Content starts

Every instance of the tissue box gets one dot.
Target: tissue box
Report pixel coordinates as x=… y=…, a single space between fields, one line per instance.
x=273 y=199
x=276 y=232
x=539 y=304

Content ends

[What this task involves]:
Read the entries above, then pull out the lines that include "tissue".

[Task result]:
Every instance of the tissue box gets one dot.
Target: tissue box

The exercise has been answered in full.